- _WRITTEN EXERCISE_
Please pull out every line in the entries below that contains the word "tree", and copy each one unchanged.

━━━ ITEMS ━━━

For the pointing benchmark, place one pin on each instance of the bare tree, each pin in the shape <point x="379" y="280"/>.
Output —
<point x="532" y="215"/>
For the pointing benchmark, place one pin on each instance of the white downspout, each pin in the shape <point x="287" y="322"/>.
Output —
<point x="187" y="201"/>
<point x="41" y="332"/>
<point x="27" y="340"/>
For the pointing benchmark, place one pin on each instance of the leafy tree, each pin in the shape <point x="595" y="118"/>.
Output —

━━━
━━━ ITEMS ━━━

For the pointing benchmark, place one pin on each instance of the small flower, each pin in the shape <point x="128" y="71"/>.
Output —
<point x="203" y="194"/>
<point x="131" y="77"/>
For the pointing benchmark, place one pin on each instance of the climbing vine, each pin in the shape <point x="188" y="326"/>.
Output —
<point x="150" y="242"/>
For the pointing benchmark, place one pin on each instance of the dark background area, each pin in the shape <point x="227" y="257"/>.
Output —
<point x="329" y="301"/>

━━━

- _SOLUTION FOR THIS PROBLEM_
For the pointing benchmark, place one pin on each instance of the bare tree, each pin in the shape <point x="379" y="280"/>.
For the pointing benchmark, place one pin on each instance of the leafy tree, each pin in the shape <point x="595" y="118"/>.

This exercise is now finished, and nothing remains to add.